WORK REQUEST: Copy exactly the last part of the entries, starting from the line with "Where can you find the serrated" and including the final line.

Stored data:

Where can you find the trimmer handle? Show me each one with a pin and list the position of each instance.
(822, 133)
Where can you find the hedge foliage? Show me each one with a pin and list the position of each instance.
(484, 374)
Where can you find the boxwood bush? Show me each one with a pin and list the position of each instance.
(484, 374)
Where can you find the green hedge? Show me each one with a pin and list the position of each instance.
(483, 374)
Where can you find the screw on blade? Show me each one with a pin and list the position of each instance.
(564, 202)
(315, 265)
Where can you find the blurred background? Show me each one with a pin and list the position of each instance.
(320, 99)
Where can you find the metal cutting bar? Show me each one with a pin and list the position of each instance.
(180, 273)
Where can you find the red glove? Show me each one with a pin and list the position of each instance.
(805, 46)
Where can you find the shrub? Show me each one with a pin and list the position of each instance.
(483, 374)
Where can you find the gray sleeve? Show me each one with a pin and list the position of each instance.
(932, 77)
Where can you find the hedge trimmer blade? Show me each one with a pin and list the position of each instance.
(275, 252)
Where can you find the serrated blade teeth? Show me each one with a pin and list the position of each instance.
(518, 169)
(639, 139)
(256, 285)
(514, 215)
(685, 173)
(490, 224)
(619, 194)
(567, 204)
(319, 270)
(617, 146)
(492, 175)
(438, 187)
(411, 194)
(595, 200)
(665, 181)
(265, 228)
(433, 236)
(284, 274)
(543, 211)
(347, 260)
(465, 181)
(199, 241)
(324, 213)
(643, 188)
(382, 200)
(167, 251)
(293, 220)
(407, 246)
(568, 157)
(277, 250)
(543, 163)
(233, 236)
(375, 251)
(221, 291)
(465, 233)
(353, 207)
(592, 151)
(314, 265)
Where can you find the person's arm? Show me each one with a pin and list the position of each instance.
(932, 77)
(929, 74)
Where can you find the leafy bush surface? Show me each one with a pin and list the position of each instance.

COMPLETED TASK:
Where can you find the serrated blade teeth? Show me each one with a pin and list the position of each instance.
(518, 169)
(639, 139)
(256, 285)
(514, 215)
(685, 173)
(490, 224)
(619, 194)
(567, 204)
(319, 270)
(617, 146)
(492, 175)
(438, 187)
(411, 194)
(595, 200)
(665, 181)
(265, 228)
(433, 236)
(284, 274)
(543, 211)
(347, 260)
(465, 181)
(199, 241)
(324, 213)
(643, 188)
(382, 200)
(167, 251)
(293, 220)
(407, 246)
(568, 157)
(277, 250)
(543, 163)
(233, 236)
(375, 251)
(221, 291)
(465, 233)
(353, 207)
(592, 151)
(314, 265)
Where can you find the person's arm? Show me each one with a pin and list the position of each instance.
(932, 77)
(929, 74)
Where can you find the leafy bush surface? Show me each one with a pin and list the position of each instance.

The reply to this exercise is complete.